Document text:
-- BEGIN --

Sometimes, the script performs filtration before it uses the parameter; in other cases, filtration is performed by auxiliary modules.

A character or a sequence of characters received from a user can be filtered in various ways. For example, quotation marks in a string can affect the processing of a Structured Query Language (SQL) request and cause a syntax error. To avoid this, you could simply remove them from the string before processing the request. In my opinion, however, it would be best to add a backslash (\) before each quotation mark. In this case, the database server wouldn't treat a quotation mark as a string-terminating character and wouldn't treat the backslash as a character of the string.

To demonstrate how SQL responds to the backslash character, I suggest that you make a few SQL requests:

   mysql> select 'test - \'tested\' ';

+-----------------+

| test - 'tested' |

+-----------------+

| test - 'tested' |

+-----------------+

1 row in set (0.00 sec)

mysql>

As you can see, the quotation marks preceded by backslashes were displayed normally. In contrast, the following request will cause an error message:

   mysql> select 'test - 'tested' ';



ERROR 1064: You have an error in your SQL syntax. Check the manual

that corresponds to your MySQL server version for the right syntax to

use near '' '' at line 1



mysql>



Obviously, different parameters should be filtered differently. For example, an unmatched back quotation mark in a string can be crucial in some cases. In other cases, an improper parameter type can cause a system error. This happened in the first example. In yet another case, a parameter with a value outside a valid range can cause an error.

In essence, filtration can be of two types. These are filtration by barring suspicious parameter values and filtration by setting parameters to safe values.

-- END --

Raw data:
-- BEGIN --

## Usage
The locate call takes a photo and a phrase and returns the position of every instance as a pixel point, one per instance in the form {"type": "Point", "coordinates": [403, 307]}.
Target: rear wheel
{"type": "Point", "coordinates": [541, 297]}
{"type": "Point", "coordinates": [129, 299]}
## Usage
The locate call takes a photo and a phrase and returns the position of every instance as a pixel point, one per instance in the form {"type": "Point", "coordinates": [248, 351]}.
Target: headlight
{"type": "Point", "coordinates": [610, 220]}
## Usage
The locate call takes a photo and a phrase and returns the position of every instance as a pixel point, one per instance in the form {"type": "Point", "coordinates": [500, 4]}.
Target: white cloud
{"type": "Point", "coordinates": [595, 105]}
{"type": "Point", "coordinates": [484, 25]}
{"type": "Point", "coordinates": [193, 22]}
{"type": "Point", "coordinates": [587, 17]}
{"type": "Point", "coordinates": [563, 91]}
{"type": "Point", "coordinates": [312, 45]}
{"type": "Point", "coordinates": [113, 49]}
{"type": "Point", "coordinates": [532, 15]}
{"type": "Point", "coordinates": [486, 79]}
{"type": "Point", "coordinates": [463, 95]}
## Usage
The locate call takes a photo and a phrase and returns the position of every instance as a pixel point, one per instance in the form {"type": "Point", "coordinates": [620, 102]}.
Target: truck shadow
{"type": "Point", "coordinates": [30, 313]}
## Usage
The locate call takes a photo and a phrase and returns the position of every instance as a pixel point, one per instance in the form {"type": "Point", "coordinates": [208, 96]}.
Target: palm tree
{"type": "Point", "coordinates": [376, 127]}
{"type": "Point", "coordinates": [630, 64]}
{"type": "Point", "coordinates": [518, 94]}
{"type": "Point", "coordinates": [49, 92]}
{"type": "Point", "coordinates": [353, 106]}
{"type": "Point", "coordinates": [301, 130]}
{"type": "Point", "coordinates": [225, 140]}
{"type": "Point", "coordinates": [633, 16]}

-- END --

Problem 1:
Answer these questions about the passage on input filtration:
(a) What does the author consider the best way to handle quotation marks in a string?
(b) Which error number does the MySQL server return for the request with unescaped quotation marks?
(c) What two types of filtration does the passage name at its end?
Problem 2: Write what follows the last sentence of the passage on input filtration.
The listing is separate material, unrelated to the passage on input filtration.

Written response 1:
(a) Adding a backslash (\) before each quotation mark.
(b) ERROR 1064.
(c) Filtration by barring suspicious parameter values, and filtration by setting parameters to safe values.

Written response 2:
Filtration by barring is a matter of halting the script execution when suspicious elements (such as a quotation mark or the < or > character delimiting HTML tags) are encountered in a parameter. In such cases, a user sees an error message. This type of filtration has disadvantages. For example, valid values can be barred. If a message in a forum contains a quotation mark, such a filtration will prohibit the publication of this message. Therefore, it will be impossible to send a message with a single quotation mark, even though such messages are likely.

This behavior of the protection would seem normal if you remember that a quotation mark makes an SQL request invalid. However, it cannot be justified by common sense.

In my opinion, filtration by setting to safe values is the best. However, it sets all suspicious parameters to a safe form, thus changing their values.

When Filtration Is Insufficient

You could think that filtration is a clue to the problem of Web application safety. However, this is not the case.

Consider an example: http://localhost/1/3.php. A design specification for this script could be as follows:

Write a script that displays the name of a person whose ID is entered. The data are stored in files that have names identical to IDs and the TXT extensions. For example, the data of a person whose ID is 3 are stored in the file Image from book 3.TXT.

If no person with the specified ID is found, an appropriate message should be returned.

The ID is sent using the HTTP GET method. If an ID is missing, the script should display a form suggesting that the user enter his or her ID.

Here is the code of this script:

   <?

if(empty($id))

{

echo "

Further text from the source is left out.